**EXERCISE PROMPT**. For every record that follows, transcribe the text exactly and leave any image out.

(Image-grounded pointing data)

== Segment start ==

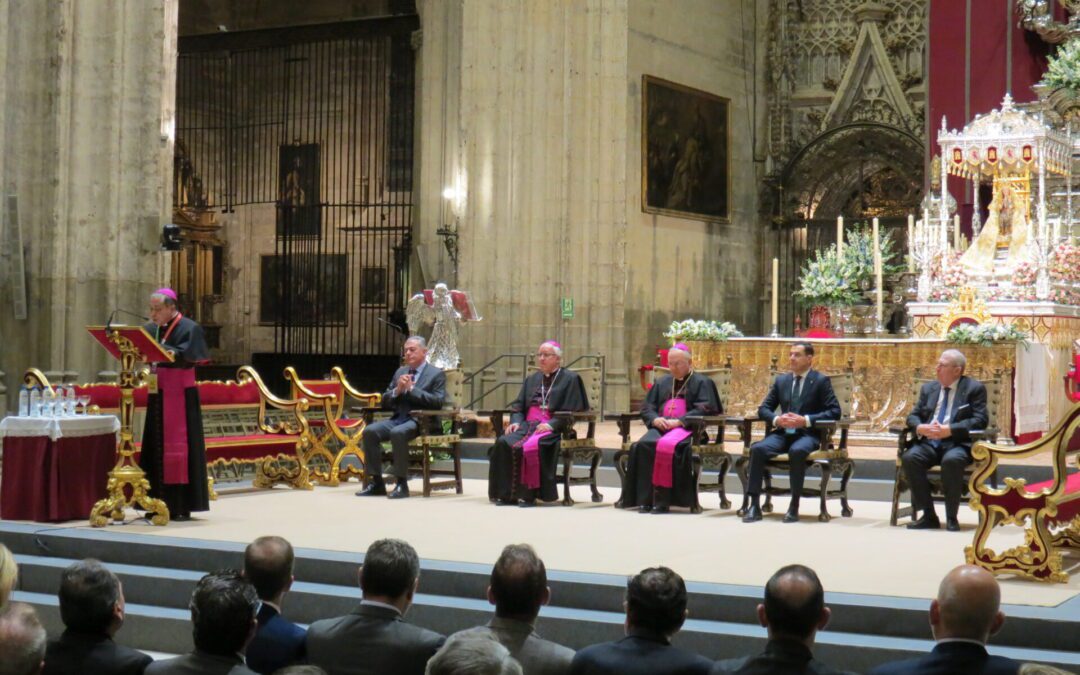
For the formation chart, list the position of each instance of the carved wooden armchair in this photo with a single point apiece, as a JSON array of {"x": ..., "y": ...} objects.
[
  {"x": 706, "y": 447},
  {"x": 574, "y": 448},
  {"x": 1053, "y": 503},
  {"x": 905, "y": 439},
  {"x": 336, "y": 436},
  {"x": 831, "y": 457},
  {"x": 440, "y": 439}
]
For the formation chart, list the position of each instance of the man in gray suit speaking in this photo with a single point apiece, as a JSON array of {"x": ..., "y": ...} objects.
[
  {"x": 375, "y": 638},
  {"x": 416, "y": 386}
]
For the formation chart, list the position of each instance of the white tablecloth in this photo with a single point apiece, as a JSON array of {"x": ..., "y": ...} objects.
[{"x": 59, "y": 427}]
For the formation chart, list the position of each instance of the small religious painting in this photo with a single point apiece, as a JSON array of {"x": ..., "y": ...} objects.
[
  {"x": 685, "y": 151},
  {"x": 304, "y": 289},
  {"x": 373, "y": 286},
  {"x": 298, "y": 205}
]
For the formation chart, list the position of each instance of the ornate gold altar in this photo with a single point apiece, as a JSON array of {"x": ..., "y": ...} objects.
[{"x": 883, "y": 370}]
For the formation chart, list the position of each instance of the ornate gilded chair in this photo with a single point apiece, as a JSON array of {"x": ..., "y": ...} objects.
[
  {"x": 332, "y": 429},
  {"x": 440, "y": 439},
  {"x": 831, "y": 457},
  {"x": 707, "y": 450},
  {"x": 905, "y": 439},
  {"x": 574, "y": 448}
]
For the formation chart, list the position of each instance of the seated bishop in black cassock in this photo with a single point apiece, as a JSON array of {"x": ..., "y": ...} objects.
[
  {"x": 534, "y": 432},
  {"x": 660, "y": 471}
]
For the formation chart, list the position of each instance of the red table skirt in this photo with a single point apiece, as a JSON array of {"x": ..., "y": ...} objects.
[{"x": 50, "y": 481}]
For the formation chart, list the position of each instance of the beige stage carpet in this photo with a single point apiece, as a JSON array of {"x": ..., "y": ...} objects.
[{"x": 862, "y": 554}]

== Segment end ==

**RESPONSE**.
For the formation chart, list the position of each instance of the carved wooden armchair in this photo with a single point apiece, as a JSON array of {"x": ..., "y": ...} objects.
[
  {"x": 706, "y": 447},
  {"x": 574, "y": 448},
  {"x": 1053, "y": 503},
  {"x": 905, "y": 439},
  {"x": 336, "y": 436},
  {"x": 831, "y": 457},
  {"x": 440, "y": 439}
]
For the formation chart, list the position of each instance of the man in gray suit speaking in this photo with a single point apiece, as a JSON array of {"x": ..., "y": ...} objects.
[
  {"x": 375, "y": 638},
  {"x": 416, "y": 386}
]
For the formation chart, list the position of each instance of the white tablecloth in this photo with a single point apiece, as a JSON array of {"x": ..., "y": ...} objects.
[{"x": 59, "y": 427}]
For the formation chart, list the position of each instance of the small religious painting in this photo with a single point apiece, as a JSON array of {"x": ..., "y": ...} objects.
[
  {"x": 685, "y": 151},
  {"x": 304, "y": 289},
  {"x": 373, "y": 286},
  {"x": 298, "y": 205}
]
For the formation chart, list the position of each instance of the ornate gold altar in this photo with a single point apiece, as a JSON array of {"x": ..., "y": ...} objects.
[{"x": 883, "y": 370}]
For the formation chart, list the position of each instance of the ornate gilded chair in this photo with a single point apiece, as a JSON array of {"x": ..., "y": ...} objects.
[
  {"x": 332, "y": 429},
  {"x": 440, "y": 439},
  {"x": 831, "y": 457},
  {"x": 707, "y": 450},
  {"x": 905, "y": 439},
  {"x": 574, "y": 448}
]
For the formation chart, list the position of each instance of the seated bishop in black cassock in this photo with a single point apiece, as a JSON array of {"x": ..., "y": ...} objects.
[
  {"x": 534, "y": 432},
  {"x": 660, "y": 471}
]
For the formation chart, list the position of each instance of the red table skirt in this photo with a single point apiece, as a JSON array of {"x": ..., "y": ...} objects.
[{"x": 50, "y": 481}]
For the formation chart, list the position of each instance of the beige stage carpet in this photo with a single point apiece, as a JSON array of {"x": ..., "y": ...} objects.
[{"x": 862, "y": 554}]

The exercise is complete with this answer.